■ **EXERCISE PROMPT**:
Change "harbor scene" to "port scene" in the entries running from the line with "Run through the image and locate every mural" through the end, and give that stretch again with everything else unchanged. Leave the pictures out.

(Box annotations for photos)
**********

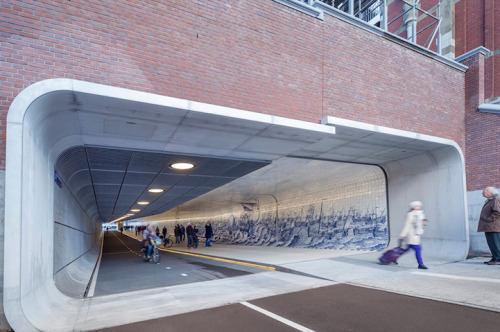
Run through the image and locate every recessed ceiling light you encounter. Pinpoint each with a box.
[148,188,165,194]
[170,163,194,170]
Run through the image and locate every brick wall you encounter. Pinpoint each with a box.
[0,0,464,168]
[455,0,500,99]
[455,0,500,190]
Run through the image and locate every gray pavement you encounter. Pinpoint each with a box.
[80,232,500,331]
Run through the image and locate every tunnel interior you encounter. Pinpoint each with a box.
[4,79,468,330]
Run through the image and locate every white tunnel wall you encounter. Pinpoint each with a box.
[145,158,388,250]
[383,147,469,261]
[4,85,102,331]
[4,80,468,331]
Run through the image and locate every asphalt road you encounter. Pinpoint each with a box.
[95,232,500,332]
[95,284,500,332]
[92,232,265,297]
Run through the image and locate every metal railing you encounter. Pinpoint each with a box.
[296,0,441,53]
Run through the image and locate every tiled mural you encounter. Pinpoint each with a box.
[143,161,389,250]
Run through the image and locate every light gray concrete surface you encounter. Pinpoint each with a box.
[3,79,469,331]
[0,170,10,330]
[73,244,500,330]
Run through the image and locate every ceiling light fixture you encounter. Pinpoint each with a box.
[148,188,165,194]
[169,163,194,170]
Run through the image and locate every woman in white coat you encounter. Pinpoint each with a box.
[399,201,427,270]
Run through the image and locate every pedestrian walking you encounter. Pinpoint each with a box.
[205,220,214,247]
[399,201,427,270]
[174,224,181,243]
[180,224,186,242]
[477,187,500,265]
[186,222,194,249]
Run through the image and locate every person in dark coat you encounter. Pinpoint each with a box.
[205,220,214,247]
[180,224,186,242]
[186,222,194,249]
[174,224,181,243]
[477,187,500,265]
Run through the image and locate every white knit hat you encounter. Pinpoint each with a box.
[410,201,422,209]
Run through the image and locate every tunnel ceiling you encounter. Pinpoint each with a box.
[56,146,269,222]
[19,79,458,226]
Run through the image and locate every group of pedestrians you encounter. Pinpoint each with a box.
[141,221,214,249]
[399,187,500,269]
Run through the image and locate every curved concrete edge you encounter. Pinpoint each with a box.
[54,247,100,298]
[384,144,469,261]
[4,79,468,331]
[321,116,470,261]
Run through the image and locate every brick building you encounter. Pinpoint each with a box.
[0,0,500,327]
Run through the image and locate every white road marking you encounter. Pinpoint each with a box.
[411,271,500,283]
[240,302,314,332]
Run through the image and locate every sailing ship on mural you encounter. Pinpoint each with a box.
[189,198,388,250]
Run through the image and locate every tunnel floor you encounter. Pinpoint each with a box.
[89,231,265,297]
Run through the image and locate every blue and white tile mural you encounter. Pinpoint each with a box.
[143,161,389,250]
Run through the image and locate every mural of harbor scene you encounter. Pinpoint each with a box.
[143,158,389,250]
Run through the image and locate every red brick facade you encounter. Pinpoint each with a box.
[0,0,465,168]
[455,0,500,100]
[455,0,500,190]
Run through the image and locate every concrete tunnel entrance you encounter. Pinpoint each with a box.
[4,79,468,330]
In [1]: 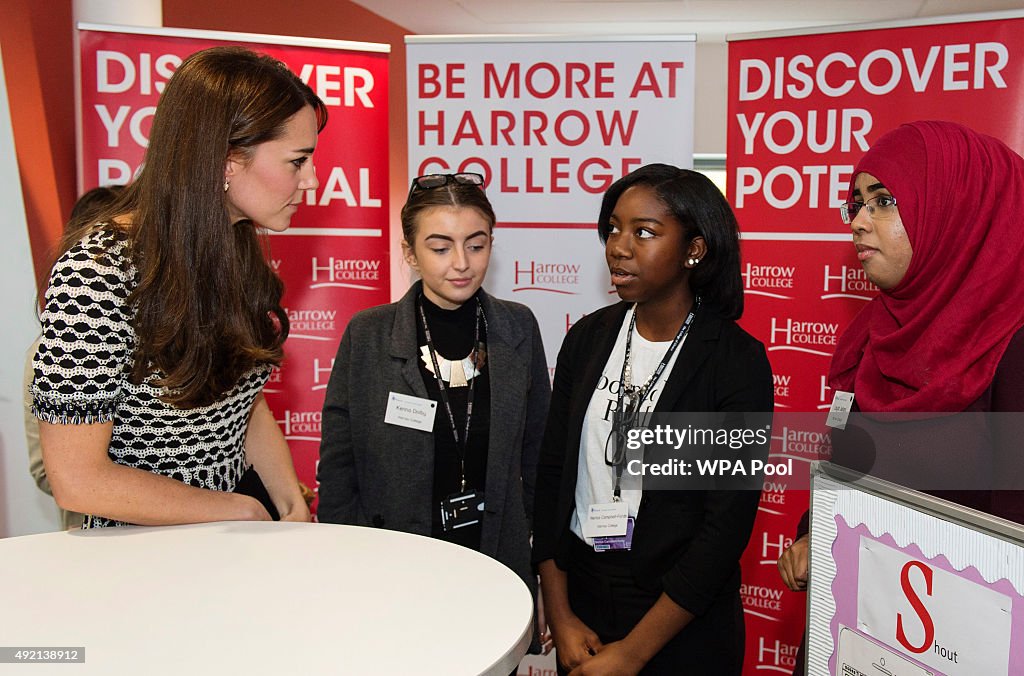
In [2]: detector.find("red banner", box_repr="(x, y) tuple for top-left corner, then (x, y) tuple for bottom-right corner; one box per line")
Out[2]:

**********

■ **EXPECTED ANSWER**:
Run through the image and locate every mural of port scene you encounter. Pinpoint each with a box.
[143,158,389,250]
Run through the image and locate every red brick facade you encounter. Pinpoint each with a box.
[0,0,465,168]
[455,0,500,100]
[455,0,500,190]
Run through the image and locate every concrete tunnel entrance you encounter. Pinpoint each with a box.
[4,79,468,330]
In [1]: 
In [2]: detector.find("red banner", box_repr="(x, y) tuple for top-left corner, then (x, y) tuple for bottom-right corner; one box per line")
Out[2]:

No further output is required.